BEGIN Given text

Behaving: What's Genetic, What's Not, and Why Should We Care?

Placeholder book cover

Kenneth F. Schaffner, Behaving: What's Genetic, What's Not, and Why Should We Care?, Oxford University Press, 2016, 287pp., $74.00 (hbk), ISBN 9780195171402.

Reviewed by Jonathan Kaplan, Oregon State University

2016.08.32


Kenneth F. Schaffner's book aims to bring the reader up-to-date on some of the philosophical issues that surround behavior genetics (especially human behavior genetics) and psychiatric genetics (a closely related field). Doing this requires that Schaffner bring the reader up-to-date on some of recent work in behavior genetics more generally, including several chapters whose primary goal is familiarizing the reader with some of the basics of behavioral genetics and development in C. elegans ("the worm").

END Given text

Study questions:
• 1. According to the review of Schaffner's book, which organism do several chapters use to introduce the basics of behavioral genetics and development?
• 2. Extend the review of Schaffner's book on behavior genetics, picking up after its last sentence.

BEGIN The data

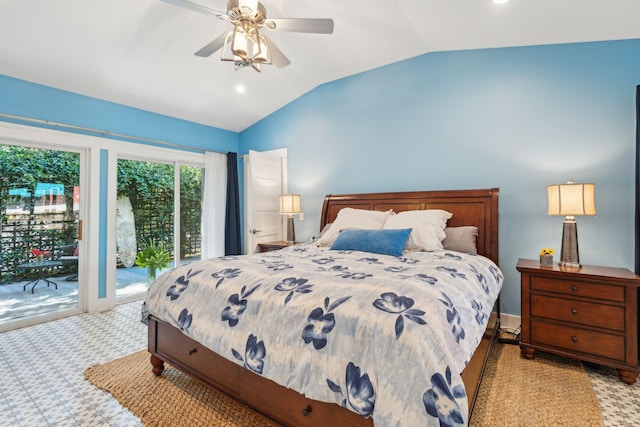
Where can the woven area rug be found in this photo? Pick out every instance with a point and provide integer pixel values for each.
(546, 391)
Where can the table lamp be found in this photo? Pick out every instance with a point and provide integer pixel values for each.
(571, 200)
(290, 205)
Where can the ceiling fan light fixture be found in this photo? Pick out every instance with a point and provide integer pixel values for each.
(245, 47)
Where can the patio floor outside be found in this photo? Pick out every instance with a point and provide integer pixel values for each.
(17, 302)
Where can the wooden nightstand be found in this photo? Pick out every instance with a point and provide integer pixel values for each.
(273, 246)
(589, 313)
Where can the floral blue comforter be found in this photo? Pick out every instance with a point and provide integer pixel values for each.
(386, 337)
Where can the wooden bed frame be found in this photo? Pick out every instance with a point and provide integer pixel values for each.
(288, 407)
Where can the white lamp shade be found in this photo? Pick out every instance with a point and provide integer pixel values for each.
(571, 199)
(290, 204)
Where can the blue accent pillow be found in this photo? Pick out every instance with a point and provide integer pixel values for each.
(386, 242)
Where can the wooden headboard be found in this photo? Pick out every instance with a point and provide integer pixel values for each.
(469, 207)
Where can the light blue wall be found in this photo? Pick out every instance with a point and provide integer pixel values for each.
(514, 118)
(21, 98)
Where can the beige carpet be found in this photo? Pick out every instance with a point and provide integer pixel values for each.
(547, 391)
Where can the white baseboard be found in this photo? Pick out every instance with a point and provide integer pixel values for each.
(509, 321)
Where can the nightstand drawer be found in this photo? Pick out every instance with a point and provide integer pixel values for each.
(585, 313)
(578, 288)
(578, 340)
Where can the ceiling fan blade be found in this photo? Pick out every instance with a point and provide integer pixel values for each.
(213, 46)
(186, 4)
(277, 57)
(301, 25)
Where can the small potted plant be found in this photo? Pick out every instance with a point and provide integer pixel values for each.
(546, 257)
(152, 257)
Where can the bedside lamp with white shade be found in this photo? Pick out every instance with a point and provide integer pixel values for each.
(571, 200)
(290, 206)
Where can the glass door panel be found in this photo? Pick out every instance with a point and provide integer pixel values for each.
(144, 225)
(190, 213)
(39, 217)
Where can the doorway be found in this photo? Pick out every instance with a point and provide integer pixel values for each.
(40, 219)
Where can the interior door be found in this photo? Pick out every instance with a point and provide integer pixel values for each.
(265, 180)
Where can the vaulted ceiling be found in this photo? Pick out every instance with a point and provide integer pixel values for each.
(140, 53)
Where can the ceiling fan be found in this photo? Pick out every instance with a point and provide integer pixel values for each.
(245, 45)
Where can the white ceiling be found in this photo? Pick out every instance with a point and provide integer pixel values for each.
(140, 52)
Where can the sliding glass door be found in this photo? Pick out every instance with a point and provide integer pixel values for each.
(158, 215)
(39, 232)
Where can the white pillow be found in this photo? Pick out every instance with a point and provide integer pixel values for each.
(350, 219)
(427, 228)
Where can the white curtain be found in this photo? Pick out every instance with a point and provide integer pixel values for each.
(214, 204)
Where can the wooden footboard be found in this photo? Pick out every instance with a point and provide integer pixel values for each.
(288, 407)
(283, 405)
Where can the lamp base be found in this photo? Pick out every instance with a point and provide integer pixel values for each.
(291, 232)
(569, 253)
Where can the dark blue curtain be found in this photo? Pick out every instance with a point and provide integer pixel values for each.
(637, 242)
(232, 243)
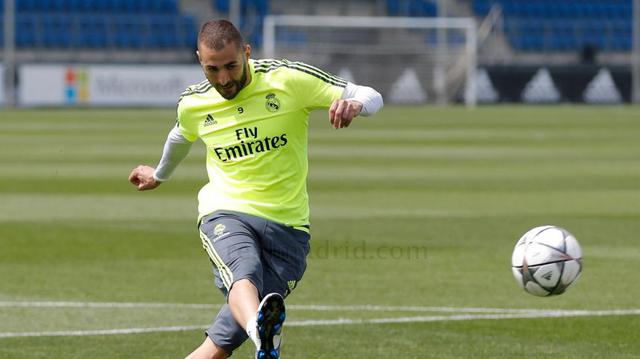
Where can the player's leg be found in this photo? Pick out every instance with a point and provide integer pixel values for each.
(208, 350)
(243, 301)
(284, 252)
(234, 251)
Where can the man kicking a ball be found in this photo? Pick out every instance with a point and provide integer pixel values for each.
(252, 116)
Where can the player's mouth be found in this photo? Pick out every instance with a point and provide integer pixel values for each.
(227, 90)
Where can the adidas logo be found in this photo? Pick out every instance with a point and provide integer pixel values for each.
(210, 121)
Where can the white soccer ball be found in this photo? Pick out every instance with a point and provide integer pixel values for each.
(546, 261)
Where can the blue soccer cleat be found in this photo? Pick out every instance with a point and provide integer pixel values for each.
(271, 316)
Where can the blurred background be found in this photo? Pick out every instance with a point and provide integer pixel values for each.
(132, 53)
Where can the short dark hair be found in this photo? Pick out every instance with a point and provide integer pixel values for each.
(216, 34)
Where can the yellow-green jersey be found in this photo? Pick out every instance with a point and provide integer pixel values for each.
(256, 143)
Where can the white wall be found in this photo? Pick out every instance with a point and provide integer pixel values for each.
(104, 85)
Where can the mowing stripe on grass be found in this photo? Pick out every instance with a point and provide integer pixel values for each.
(300, 307)
(532, 314)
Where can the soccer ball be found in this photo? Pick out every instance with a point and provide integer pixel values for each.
(546, 261)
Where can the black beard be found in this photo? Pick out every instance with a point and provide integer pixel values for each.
(237, 84)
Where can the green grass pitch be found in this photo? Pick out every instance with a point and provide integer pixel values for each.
(414, 215)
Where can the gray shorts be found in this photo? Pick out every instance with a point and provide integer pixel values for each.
(240, 246)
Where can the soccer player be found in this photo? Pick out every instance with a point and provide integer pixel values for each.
(252, 116)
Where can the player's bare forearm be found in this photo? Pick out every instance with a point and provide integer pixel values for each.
(342, 112)
(142, 178)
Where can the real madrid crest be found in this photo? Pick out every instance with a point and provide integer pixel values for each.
(272, 104)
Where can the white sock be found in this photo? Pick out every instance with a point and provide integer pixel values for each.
(252, 331)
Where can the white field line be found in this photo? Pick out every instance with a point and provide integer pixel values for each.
(346, 321)
(300, 307)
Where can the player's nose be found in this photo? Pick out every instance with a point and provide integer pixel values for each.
(223, 78)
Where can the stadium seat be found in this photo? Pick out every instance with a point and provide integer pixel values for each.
(564, 25)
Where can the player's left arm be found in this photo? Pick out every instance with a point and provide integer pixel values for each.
(355, 100)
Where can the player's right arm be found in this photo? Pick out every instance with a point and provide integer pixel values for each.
(176, 148)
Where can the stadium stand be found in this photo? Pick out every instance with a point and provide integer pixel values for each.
(98, 24)
(562, 26)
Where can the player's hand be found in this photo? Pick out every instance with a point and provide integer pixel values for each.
(142, 178)
(342, 112)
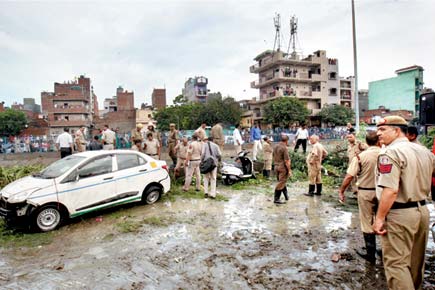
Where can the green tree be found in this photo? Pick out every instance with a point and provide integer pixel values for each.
(336, 115)
(12, 122)
(285, 111)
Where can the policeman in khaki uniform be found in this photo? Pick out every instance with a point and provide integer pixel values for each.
(181, 151)
(403, 180)
(363, 167)
(136, 134)
(268, 155)
(282, 168)
(314, 162)
(172, 142)
(192, 163)
(354, 148)
(80, 140)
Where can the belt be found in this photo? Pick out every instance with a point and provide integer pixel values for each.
(366, 188)
(400, 205)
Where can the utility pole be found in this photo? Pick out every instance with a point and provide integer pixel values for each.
(355, 70)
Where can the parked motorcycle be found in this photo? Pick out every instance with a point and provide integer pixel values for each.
(241, 169)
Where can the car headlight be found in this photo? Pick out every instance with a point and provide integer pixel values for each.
(22, 196)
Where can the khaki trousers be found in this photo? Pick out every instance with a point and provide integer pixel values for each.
(237, 148)
(193, 168)
(367, 203)
(267, 164)
(315, 173)
(282, 175)
(180, 164)
(210, 178)
(404, 246)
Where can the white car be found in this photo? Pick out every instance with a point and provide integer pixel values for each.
(82, 183)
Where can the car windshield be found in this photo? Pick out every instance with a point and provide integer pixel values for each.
(59, 167)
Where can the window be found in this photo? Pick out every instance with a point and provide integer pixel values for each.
(126, 161)
(101, 165)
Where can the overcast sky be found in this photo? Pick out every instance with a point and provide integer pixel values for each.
(142, 45)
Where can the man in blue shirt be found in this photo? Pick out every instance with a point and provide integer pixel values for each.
(256, 139)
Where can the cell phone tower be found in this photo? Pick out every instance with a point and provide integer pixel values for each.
(277, 22)
(293, 36)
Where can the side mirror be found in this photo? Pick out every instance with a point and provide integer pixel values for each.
(73, 177)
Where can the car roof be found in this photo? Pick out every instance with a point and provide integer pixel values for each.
(88, 154)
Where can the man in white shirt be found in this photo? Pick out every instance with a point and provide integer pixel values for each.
(237, 138)
(64, 143)
(108, 138)
(301, 138)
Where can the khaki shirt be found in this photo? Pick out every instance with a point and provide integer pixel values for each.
(108, 136)
(317, 154)
(182, 150)
(152, 147)
(217, 134)
(406, 167)
(280, 154)
(136, 135)
(201, 133)
(355, 149)
(268, 151)
(80, 139)
(173, 137)
(365, 167)
(194, 150)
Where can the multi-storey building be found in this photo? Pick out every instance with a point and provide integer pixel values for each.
(398, 93)
(72, 105)
(195, 89)
(123, 101)
(363, 101)
(158, 98)
(314, 80)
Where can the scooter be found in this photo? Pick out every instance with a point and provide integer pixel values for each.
(242, 169)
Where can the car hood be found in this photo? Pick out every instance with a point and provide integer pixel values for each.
(24, 184)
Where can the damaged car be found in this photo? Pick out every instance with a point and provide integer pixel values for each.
(82, 183)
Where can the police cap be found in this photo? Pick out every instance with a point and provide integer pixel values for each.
(392, 121)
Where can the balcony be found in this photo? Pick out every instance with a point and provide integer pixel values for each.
(67, 123)
(71, 110)
(70, 97)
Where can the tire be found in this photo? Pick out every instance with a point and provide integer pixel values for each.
(152, 195)
(229, 181)
(48, 218)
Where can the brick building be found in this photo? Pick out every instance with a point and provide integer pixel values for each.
(158, 98)
(119, 112)
(72, 105)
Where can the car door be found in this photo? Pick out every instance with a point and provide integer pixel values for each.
(95, 186)
(130, 175)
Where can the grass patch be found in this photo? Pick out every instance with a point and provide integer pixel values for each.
(159, 221)
(129, 226)
(12, 238)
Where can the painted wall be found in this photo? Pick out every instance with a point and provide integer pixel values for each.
(398, 93)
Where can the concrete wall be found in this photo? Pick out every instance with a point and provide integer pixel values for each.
(398, 93)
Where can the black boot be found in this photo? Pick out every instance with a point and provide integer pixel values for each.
(319, 189)
(284, 191)
(370, 254)
(277, 197)
(311, 188)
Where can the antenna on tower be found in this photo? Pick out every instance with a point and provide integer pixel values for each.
(293, 36)
(277, 23)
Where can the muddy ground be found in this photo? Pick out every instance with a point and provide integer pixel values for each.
(242, 241)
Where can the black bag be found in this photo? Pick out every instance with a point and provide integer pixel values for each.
(208, 164)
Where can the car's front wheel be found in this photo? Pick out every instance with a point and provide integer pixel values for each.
(152, 194)
(47, 218)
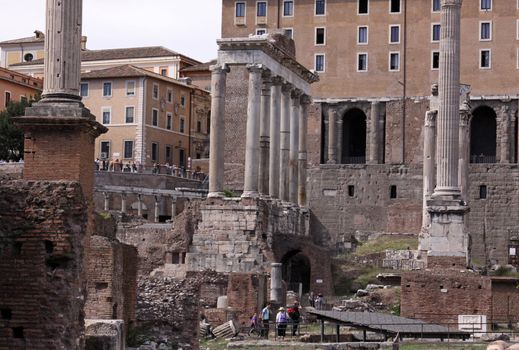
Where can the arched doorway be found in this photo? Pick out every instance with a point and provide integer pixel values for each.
(354, 137)
(296, 269)
(483, 135)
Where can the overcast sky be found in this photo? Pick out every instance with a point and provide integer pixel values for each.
(190, 27)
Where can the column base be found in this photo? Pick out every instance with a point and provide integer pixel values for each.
(215, 195)
(59, 143)
(446, 193)
(446, 235)
(250, 194)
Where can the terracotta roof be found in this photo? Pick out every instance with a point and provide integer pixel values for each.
(127, 71)
(28, 40)
(199, 67)
(120, 54)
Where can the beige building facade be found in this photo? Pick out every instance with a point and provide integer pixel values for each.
(152, 119)
(17, 87)
(391, 46)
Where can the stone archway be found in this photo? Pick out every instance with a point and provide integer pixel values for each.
(296, 268)
(354, 137)
(483, 135)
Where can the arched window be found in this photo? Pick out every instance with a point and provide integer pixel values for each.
(483, 135)
(354, 137)
(296, 270)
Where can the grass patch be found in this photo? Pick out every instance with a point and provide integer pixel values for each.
(382, 243)
(213, 344)
(445, 346)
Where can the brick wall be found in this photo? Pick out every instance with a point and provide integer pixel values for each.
(42, 225)
(439, 296)
(112, 275)
(246, 293)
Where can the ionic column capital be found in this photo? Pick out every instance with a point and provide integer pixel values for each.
(287, 88)
(219, 68)
(430, 118)
(305, 99)
(295, 95)
(255, 68)
(277, 80)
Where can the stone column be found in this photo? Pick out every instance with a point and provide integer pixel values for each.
(173, 207)
(250, 186)
(505, 135)
(428, 162)
(264, 163)
(447, 142)
(139, 205)
(217, 133)
(284, 143)
(332, 134)
(157, 209)
(276, 283)
(303, 131)
(275, 120)
(294, 145)
(464, 135)
(123, 203)
(107, 201)
(62, 65)
(340, 134)
(373, 134)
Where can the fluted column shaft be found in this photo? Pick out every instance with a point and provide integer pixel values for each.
(276, 283)
(62, 66)
(464, 161)
(294, 146)
(428, 161)
(123, 203)
(505, 136)
(284, 143)
(275, 120)
(373, 142)
(264, 138)
(340, 139)
(447, 149)
(250, 186)
(303, 131)
(332, 134)
(217, 133)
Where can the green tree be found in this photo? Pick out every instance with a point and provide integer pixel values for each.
(11, 137)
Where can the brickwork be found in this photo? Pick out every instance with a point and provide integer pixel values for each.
(440, 296)
(235, 124)
(337, 215)
(170, 307)
(42, 289)
(247, 293)
(505, 300)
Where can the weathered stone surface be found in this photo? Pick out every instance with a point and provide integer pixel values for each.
(42, 288)
(105, 335)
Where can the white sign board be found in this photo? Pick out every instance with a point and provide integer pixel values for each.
(473, 323)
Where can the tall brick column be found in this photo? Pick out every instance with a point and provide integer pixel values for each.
(445, 239)
(264, 136)
(284, 142)
(294, 145)
(332, 136)
(428, 162)
(59, 130)
(303, 132)
(217, 133)
(447, 144)
(250, 186)
(275, 120)
(373, 140)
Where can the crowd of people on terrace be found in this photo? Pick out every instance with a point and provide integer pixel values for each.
(116, 165)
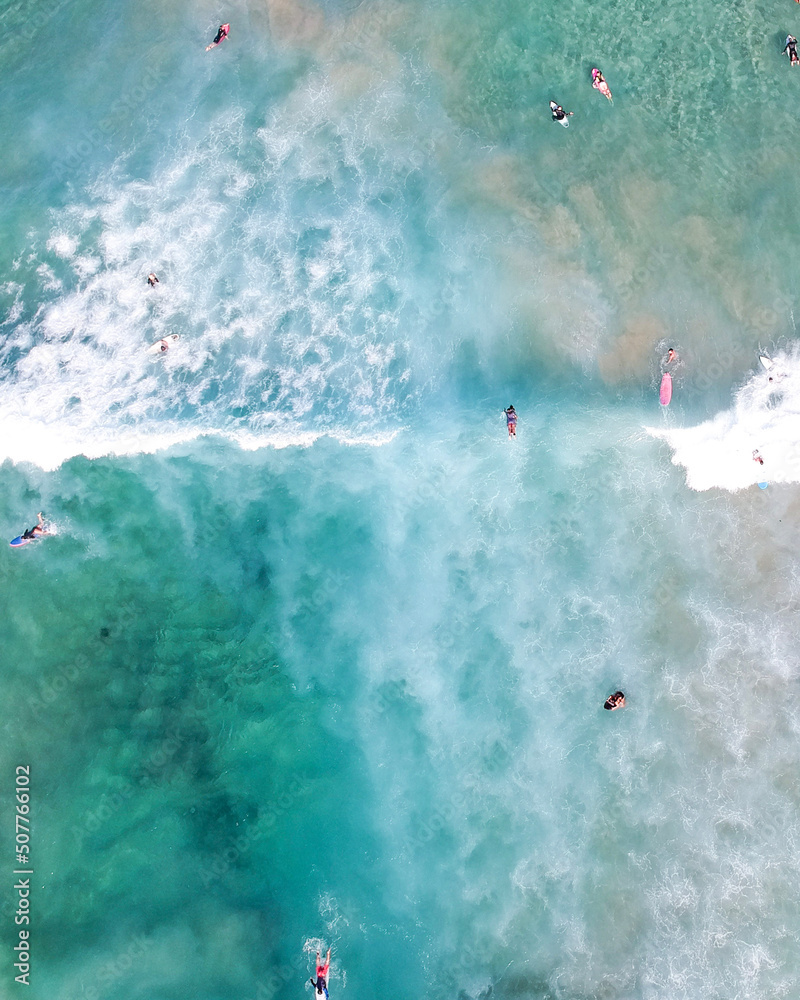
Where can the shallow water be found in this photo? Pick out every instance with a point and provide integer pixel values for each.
(316, 655)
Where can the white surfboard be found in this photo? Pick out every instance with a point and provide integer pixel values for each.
(561, 121)
(162, 346)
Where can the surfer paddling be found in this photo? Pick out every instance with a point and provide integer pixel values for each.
(559, 114)
(37, 530)
(511, 421)
(599, 83)
(222, 34)
(321, 983)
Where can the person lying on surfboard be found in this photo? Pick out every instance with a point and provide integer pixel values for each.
(37, 530)
(222, 34)
(599, 83)
(321, 984)
(511, 420)
(559, 114)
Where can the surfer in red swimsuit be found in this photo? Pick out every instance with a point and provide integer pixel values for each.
(321, 984)
(599, 83)
(37, 530)
(511, 420)
(222, 34)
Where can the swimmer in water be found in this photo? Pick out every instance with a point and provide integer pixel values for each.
(614, 701)
(37, 530)
(511, 420)
(559, 114)
(222, 34)
(321, 984)
(599, 83)
(791, 46)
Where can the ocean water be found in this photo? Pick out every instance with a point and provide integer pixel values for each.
(316, 656)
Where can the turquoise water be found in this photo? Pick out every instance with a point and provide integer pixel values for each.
(317, 656)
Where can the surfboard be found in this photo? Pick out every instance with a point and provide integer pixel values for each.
(162, 346)
(561, 121)
(665, 395)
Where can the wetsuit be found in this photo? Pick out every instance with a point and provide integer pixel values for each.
(320, 985)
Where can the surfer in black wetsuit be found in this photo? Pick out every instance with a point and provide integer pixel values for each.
(559, 114)
(221, 35)
(37, 530)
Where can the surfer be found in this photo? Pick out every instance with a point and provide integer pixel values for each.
(599, 83)
(559, 114)
(37, 530)
(511, 420)
(321, 984)
(221, 35)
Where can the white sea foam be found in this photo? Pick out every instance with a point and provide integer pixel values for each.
(764, 418)
(293, 325)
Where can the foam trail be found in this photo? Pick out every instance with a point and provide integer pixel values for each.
(765, 417)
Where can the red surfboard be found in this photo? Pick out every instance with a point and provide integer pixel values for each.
(666, 389)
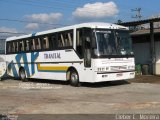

END The data

Answer set:
• 1. C. elegans, referred to as "the worm."

• 2.
One major theme is "reductionism" -- in what way(s) can behavior be explained by "lower level" phenomena? Can we explain (in whole or in part) and/or predict, particular behaviors on the basis of accounts at the level of neurons? of genes? of other more basic behaviors? Schaffner distinguishes between "sweeping reductionism" -- where for example some "very powerful biological theory" might explain "all of psychology and psychiatry" -- and "creeping reductionism," in which, "bit by bit we get fragmentary explanations using interlevel mechanisms" (p. 118). "Sweeping reductionism" proves too big a challenge even for the relatively simple model organism C. elegans, with its limited behavioral repertoire and a mere thousand some-odd cells. "Creeping reductionism," while less satisfying in principle, can still lead to "potentially Nobel Prize-winning accomplishments in unifying and deepening significant, though 'local,' areas of scientific investigation" (pp. 191-192).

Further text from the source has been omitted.